What the task requires: Please give the entries again in full and exactly, without any picture.

Source data:
**********

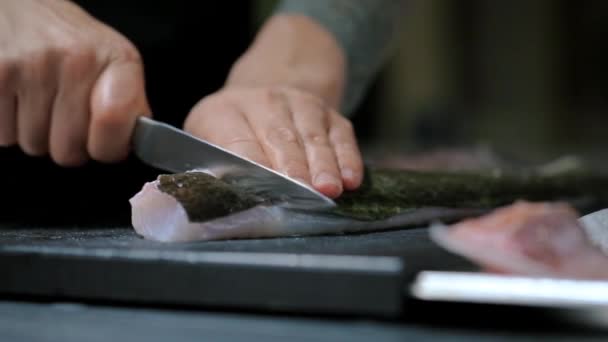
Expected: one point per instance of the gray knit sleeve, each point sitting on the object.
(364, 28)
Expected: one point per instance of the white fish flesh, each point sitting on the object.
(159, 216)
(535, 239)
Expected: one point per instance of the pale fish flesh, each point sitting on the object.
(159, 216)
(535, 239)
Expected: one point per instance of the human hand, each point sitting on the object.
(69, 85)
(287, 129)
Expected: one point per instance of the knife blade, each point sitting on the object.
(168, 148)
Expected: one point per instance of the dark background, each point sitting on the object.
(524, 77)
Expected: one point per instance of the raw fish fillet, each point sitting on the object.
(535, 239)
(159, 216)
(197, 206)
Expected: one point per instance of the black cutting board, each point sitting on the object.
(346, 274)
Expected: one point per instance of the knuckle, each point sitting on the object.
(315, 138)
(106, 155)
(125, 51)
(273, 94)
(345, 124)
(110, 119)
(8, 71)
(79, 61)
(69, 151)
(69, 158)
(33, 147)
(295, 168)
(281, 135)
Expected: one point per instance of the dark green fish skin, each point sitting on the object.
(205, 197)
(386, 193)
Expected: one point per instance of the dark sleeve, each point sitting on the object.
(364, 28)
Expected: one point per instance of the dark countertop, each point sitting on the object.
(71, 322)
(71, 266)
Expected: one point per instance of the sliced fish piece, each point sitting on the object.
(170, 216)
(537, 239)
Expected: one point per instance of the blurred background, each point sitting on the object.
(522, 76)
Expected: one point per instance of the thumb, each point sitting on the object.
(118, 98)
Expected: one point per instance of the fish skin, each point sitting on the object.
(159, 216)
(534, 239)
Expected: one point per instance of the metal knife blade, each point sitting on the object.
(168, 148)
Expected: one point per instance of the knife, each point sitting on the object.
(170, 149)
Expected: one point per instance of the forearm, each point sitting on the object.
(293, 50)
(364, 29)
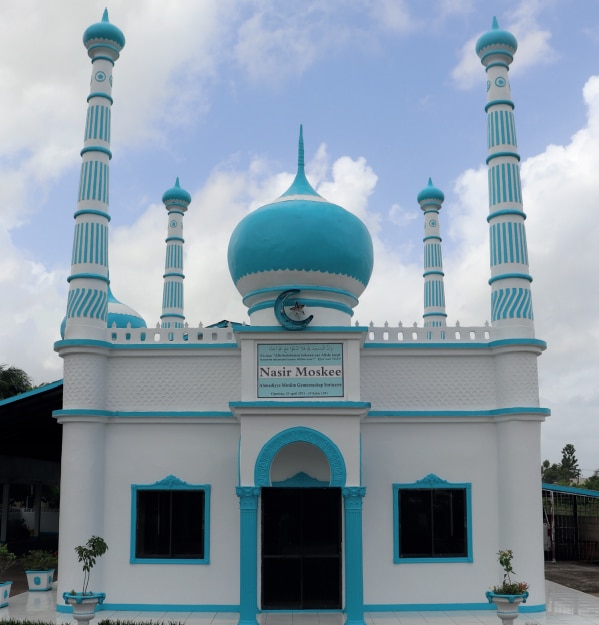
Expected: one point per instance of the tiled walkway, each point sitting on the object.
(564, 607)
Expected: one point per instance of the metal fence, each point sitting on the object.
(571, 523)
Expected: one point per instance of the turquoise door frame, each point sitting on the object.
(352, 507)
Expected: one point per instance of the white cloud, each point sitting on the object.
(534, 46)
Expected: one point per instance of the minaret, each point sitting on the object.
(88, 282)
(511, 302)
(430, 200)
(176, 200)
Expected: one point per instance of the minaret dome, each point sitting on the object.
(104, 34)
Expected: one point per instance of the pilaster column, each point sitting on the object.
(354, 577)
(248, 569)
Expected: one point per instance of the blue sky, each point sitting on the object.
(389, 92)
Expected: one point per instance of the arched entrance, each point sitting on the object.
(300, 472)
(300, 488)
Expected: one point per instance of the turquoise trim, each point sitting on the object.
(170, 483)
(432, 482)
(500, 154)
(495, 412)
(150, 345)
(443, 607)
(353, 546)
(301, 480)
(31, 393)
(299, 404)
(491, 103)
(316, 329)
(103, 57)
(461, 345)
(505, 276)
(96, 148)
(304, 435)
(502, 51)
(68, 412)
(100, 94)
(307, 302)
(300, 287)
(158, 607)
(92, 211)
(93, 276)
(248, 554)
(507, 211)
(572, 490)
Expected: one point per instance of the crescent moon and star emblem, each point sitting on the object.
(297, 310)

**********

Task answer:
Expected: one point per instance of the gray knit sleeve, each point sitting on the object.
(364, 28)
Expected: one point per instance of the white fish flesh, each point sitting on the object.
(159, 216)
(535, 239)
Expected: one point per instance of the pale fish flesh, each point sitting on the object.
(159, 216)
(535, 239)
Expected: one point per instance of the human hand, each point sitting on the object.
(69, 85)
(287, 129)
Expected: one point per instance of the knife blade, each point sitting on the object.
(168, 148)
Expected: one point per instance of the dark background, each point sitting on the object.
(524, 77)
Expected: one point per instance of the raw fish fillet, each point sitting on the object.
(535, 239)
(159, 216)
(197, 206)
Expected: one point per instance of the black cutting board, each point sitting on the object.
(346, 274)
Expected: one point per instance of the knuckle, each point sitting on the object.
(315, 138)
(106, 155)
(125, 51)
(273, 94)
(345, 124)
(110, 119)
(8, 71)
(79, 61)
(69, 151)
(69, 158)
(33, 147)
(295, 168)
(281, 135)
Expected: one point per instance of the dark green fish skin, each point sitting on the object.
(205, 197)
(386, 193)
Expected: one point per instance of the dark sleeve, each point sitting on the object.
(364, 28)
Expected: one point per instance of the dark countertop, each point sitting on the object.
(71, 322)
(71, 266)
Expected: one point per instance of the sliced fish piece, each point sitting on the object.
(170, 216)
(537, 239)
Expected: one point per instance of the blurred background, each point sitting on the object.
(522, 76)
Expected: one point per instance of the thumb, each point sitting on the object.
(118, 98)
Expected: one point per instance of the fish skin, each point sitting on the object.
(159, 216)
(534, 239)
Expected: one point per instance of the metal knife blade, each point sitting on the object.
(168, 148)
Expected: one point per instance of the knife, each point sitting on the object.
(170, 149)
Expected: one point per instance of the forearm, each point sitting on the object.
(293, 50)
(364, 29)
Expected: one point per instance of the tiled walkway, each point sitting on the object.
(564, 607)
Expected: one point per instance of the metal fence, each point sitting on the object.
(571, 523)
Expected: one point per instance of the turquoise door frame, each point sitting on the object.
(352, 507)
Expected: one point per instance of the white cloud, each point sitting on the object.
(534, 46)
Expected: one point per instance of the minaret, each point sitting on the object.
(88, 282)
(511, 302)
(430, 200)
(176, 200)
Expected: one point per instance of the minaret dome, each point sitting on the object.
(104, 34)
Expected: one point per instance of the pilaster column, each point sitting on the object.
(354, 577)
(248, 569)
Expected: one point per instance of the blue sky, each point sitting on the object.
(389, 92)
Expected: one point per instance of the arched entrance, each point sitting on the object.
(300, 472)
(300, 488)
Expected: one point per instance of the turquoise trim, each point sitting on the object.
(170, 483)
(432, 482)
(500, 154)
(495, 412)
(150, 345)
(443, 607)
(353, 546)
(301, 480)
(31, 393)
(299, 404)
(491, 103)
(316, 329)
(103, 57)
(461, 345)
(505, 276)
(96, 148)
(304, 435)
(502, 51)
(68, 412)
(100, 94)
(307, 302)
(300, 287)
(158, 607)
(92, 211)
(93, 276)
(248, 554)
(507, 211)
(572, 490)
Expected: one point per instance of the crescent moon and star emblem, each point sitting on the object.
(297, 310)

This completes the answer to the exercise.